LA FAMILLE DIACK AU COEUR DU SCANDALE
Affaire de corruption à la Fédération internationale d'athlétisme (IAAF) - Lamine Diack et son fils, Pape Massata, font partie des principaux protagonistes de l'une des affaires les plus graves de l'histoire du sport

Un patron de l’athlétisme déchu, l’un de ses fils qui échappe à la justice, des athlètes dopés au centre de la machination: voici les principaux protagonistes de l’affaire de corruption qui secoue la fédération internationale d’athlétisme (IAAF) depuis 2015.
La famille Diack
D’abord le père, Lamine Diack, figure politique sénégalaise – il a été député et maire de Dakar – et patron mondial de l’athlétisme de 1999 à 2015, dont les liens avec le Kremlin ont fini par causer la perte, à plus de 80 ans. De son propre aveu, il a directement négocié avec le président de la fédération russe d’athlétisme, Valentin Balakhnichev, pour retarder des sanctions contre des athlètes dopés, en échange de financements russes. Mis en examen pour corruption active et passive, son passeport a été confisqué et il ne peut pas quitter la France.

Entrées du jeu de données d'annotation

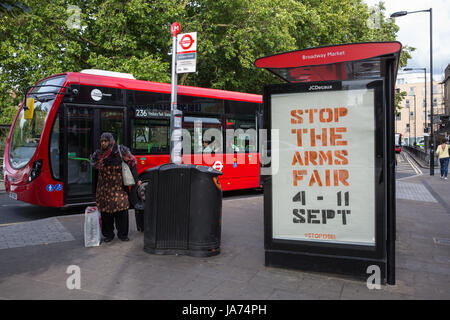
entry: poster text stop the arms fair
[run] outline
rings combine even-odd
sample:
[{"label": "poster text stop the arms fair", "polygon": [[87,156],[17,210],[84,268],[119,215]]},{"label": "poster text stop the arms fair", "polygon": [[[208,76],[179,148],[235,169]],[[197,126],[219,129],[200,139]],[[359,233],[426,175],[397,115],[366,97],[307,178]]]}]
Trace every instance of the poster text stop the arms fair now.
[{"label": "poster text stop the arms fair", "polygon": [[281,144],[281,172],[273,177],[274,237],[372,245],[373,93],[272,99],[273,125],[287,146]]}]

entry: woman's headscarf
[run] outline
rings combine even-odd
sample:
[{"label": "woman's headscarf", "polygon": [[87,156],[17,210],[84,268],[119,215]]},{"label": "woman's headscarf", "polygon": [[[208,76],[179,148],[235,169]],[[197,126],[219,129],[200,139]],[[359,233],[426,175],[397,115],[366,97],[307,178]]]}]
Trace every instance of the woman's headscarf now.
[{"label": "woman's headscarf", "polygon": [[120,165],[122,160],[125,161],[130,168],[133,168],[136,165],[136,159],[131,154],[130,149],[125,146],[120,146],[120,152],[122,154],[122,159],[120,159],[119,146],[116,144],[116,141],[111,133],[102,133],[100,140],[107,140],[109,145],[106,150],[100,148],[91,155],[90,160],[92,166],[99,169],[105,164]]}]

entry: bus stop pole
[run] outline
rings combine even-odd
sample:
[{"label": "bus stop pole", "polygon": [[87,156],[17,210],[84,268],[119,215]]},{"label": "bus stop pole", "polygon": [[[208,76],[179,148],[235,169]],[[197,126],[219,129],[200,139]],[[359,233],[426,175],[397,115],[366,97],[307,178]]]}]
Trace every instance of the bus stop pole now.
[{"label": "bus stop pole", "polygon": [[181,164],[181,128],[182,112],[177,108],[177,35],[181,30],[180,25],[172,24],[172,93],[170,103],[170,162]]}]

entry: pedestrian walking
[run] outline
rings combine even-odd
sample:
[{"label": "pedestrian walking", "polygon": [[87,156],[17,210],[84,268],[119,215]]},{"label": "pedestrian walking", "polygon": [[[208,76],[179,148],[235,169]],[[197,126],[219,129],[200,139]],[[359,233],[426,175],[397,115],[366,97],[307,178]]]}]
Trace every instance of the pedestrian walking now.
[{"label": "pedestrian walking", "polygon": [[442,144],[436,149],[436,156],[439,157],[439,162],[441,166],[441,179],[447,180],[448,174],[448,162],[449,162],[449,146],[447,140],[443,139]]},{"label": "pedestrian walking", "polygon": [[91,155],[90,160],[98,170],[96,203],[101,214],[104,241],[110,242],[114,239],[114,224],[117,237],[122,241],[128,241],[130,202],[128,187],[123,184],[122,161],[128,164],[134,181],[137,181],[139,186],[141,182],[138,181],[136,159],[127,147],[117,145],[109,132],[101,135],[100,146],[101,148]]}]

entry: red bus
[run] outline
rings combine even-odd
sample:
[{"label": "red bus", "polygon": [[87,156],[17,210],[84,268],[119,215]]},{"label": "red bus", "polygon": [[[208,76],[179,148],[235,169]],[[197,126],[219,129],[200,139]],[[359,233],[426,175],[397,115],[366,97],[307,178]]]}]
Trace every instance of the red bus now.
[{"label": "red bus", "polygon": [[[170,162],[170,84],[83,70],[42,79],[27,92],[26,98],[34,98],[34,112],[30,116],[33,108],[24,99],[5,146],[3,172],[11,198],[48,207],[95,202],[97,173],[89,156],[99,148],[102,132],[112,132],[117,143],[131,149],[140,175]],[[194,123],[203,133],[219,130],[222,146],[229,141],[227,129],[258,132],[262,124],[260,95],[178,86],[177,100],[183,127],[192,133]],[[214,164],[200,164],[223,172],[224,191],[259,188],[258,144],[249,149],[245,139],[233,139],[242,144],[233,154],[215,154]],[[194,157],[183,155],[183,162],[199,164]]]}]

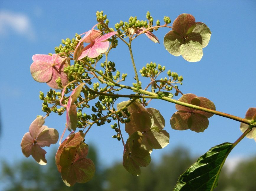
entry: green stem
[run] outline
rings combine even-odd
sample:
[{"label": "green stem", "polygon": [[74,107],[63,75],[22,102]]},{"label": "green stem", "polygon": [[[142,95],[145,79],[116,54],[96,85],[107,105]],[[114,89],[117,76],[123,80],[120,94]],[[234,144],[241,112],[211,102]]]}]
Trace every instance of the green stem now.
[{"label": "green stem", "polygon": [[[223,160],[222,161],[222,162],[219,168],[219,170],[218,171],[218,172],[217,174],[217,176],[218,176],[219,174],[221,172],[221,171],[222,169],[222,167],[223,166],[223,165],[224,165],[224,163],[225,163],[225,161],[226,160],[226,159],[227,158],[227,157],[228,157],[228,156],[229,155],[229,153],[230,153],[230,152],[231,152],[231,151],[233,150],[233,149],[235,147],[236,145],[239,142],[240,142],[242,139],[243,139],[244,137],[246,136],[246,135],[248,134],[252,130],[252,128],[250,126],[249,126],[249,127],[248,127],[247,129],[246,130],[244,131],[243,134],[241,135],[239,138],[232,145],[232,146],[229,149],[229,150],[226,154],[226,156],[225,156],[225,158],[223,159]],[[215,179],[215,181],[217,181],[218,180],[217,178]],[[213,183],[213,185],[215,185],[215,183]],[[211,191],[212,190],[213,190],[213,187],[212,187],[211,189]]]},{"label": "green stem", "polygon": [[[134,91],[135,91],[136,92],[137,92],[138,93],[141,94],[145,94],[146,95],[148,95],[148,96],[152,96],[151,97],[151,98],[153,99],[155,99],[156,98],[158,98],[157,94],[156,93],[153,93],[153,92],[148,91],[145,91],[141,89],[138,89],[137,88],[136,88],[131,87],[129,86],[125,86],[122,84],[120,84],[118,83],[113,81],[111,79],[110,79],[109,78],[108,78],[107,76],[106,76],[104,74],[102,74],[99,71],[97,71],[96,70],[95,68],[92,67],[89,64],[86,63],[85,63],[89,67],[91,68],[92,70],[93,70],[93,71],[95,71],[95,72],[96,73],[98,73],[99,74],[102,76],[103,78],[104,78],[110,81],[112,83],[116,86],[120,87],[121,88],[125,88],[126,89],[131,90]],[[143,97],[143,96],[141,96],[141,98]],[[235,120],[236,121],[239,121],[240,122],[242,122],[243,123],[246,123],[246,124],[248,124],[248,125],[250,125],[251,123],[251,120],[250,120],[246,119],[241,118],[239,118],[238,117],[235,116],[234,115],[229,115],[229,114],[227,114],[227,113],[225,113],[220,112],[220,111],[218,111],[213,110],[212,110],[210,109],[207,109],[207,108],[205,108],[199,107],[199,106],[195,105],[193,105],[192,104],[185,103],[184,102],[180,101],[177,100],[174,100],[171,98],[168,98],[167,97],[163,97],[162,98],[161,98],[160,99],[161,99],[163,100],[165,100],[165,101],[167,101],[171,102],[171,103],[175,103],[175,104],[177,104],[178,105],[183,105],[183,106],[187,107],[190,108],[192,108],[193,109],[197,109],[199,110],[200,110],[200,111],[205,111],[208,113],[212,113],[213,114],[216,115],[219,115],[220,116],[222,116],[222,117],[226,117],[227,118],[229,118],[229,119],[233,119],[234,120]],[[252,125],[252,127],[256,127],[256,124],[255,124],[255,123],[252,124],[251,125]]]},{"label": "green stem", "polygon": [[136,67],[135,66],[135,63],[134,62],[134,60],[133,58],[133,52],[132,51],[131,48],[131,40],[130,39],[130,43],[129,43],[128,47],[129,48],[129,51],[130,52],[130,55],[131,55],[131,59],[132,60],[132,63],[133,64],[133,69],[134,70],[134,73],[135,74],[135,78],[136,78],[136,81],[137,81],[137,87],[138,87],[140,86],[140,82],[139,81],[139,77],[138,76],[138,73],[137,72],[137,70],[136,70]]}]

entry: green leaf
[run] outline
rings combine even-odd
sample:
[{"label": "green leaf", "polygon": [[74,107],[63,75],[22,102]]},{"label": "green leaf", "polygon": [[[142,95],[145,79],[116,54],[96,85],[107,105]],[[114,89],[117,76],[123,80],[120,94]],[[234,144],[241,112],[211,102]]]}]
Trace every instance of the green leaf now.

EXERCICE BREF: Rédigez la suite de l'article sur l'affaire de corruption à l'IAAF, en commençant après sa dernière phrase.

RÉPONSE RÉDIGÉE:
Ensuite le fils, Papa Massata Diack, qui régnait sur les contrats marketing de l’IAAF. Pièce centrale du puzzle, il a laissé des traces, mails ou virements bancaires, accréditant son implication. Depuis le début de l’affaire, il ne quitte plus le Sénégal et échappe à la justice française, malgré un mandat d’arrêt international. La justice sénégalaise, qui a ouvert sa propre enquête et inculpé “PMD”, refuse de l’extrader ou de répondre positivement aux demandes du juge van
Ruymbeke pour le faire entendre.
Papa Massata Diack multiplie par ailleurs les interviews pour se défendre. “On m’accuse de n’importe quoi. (…) vous pensez que je vais utiliser mes comptes professionnels pour cacher l’argent? On peut avoir des comptes offshore pour ça !”, a-t-il déclaré à L’Obs en septembre. Radié à vie de l’IAAF, il apparaît aussi comme un protagoniste clé dans les soupçons de corruption pour l’attribution des JO de Rio 2016 et Tokyo 2020.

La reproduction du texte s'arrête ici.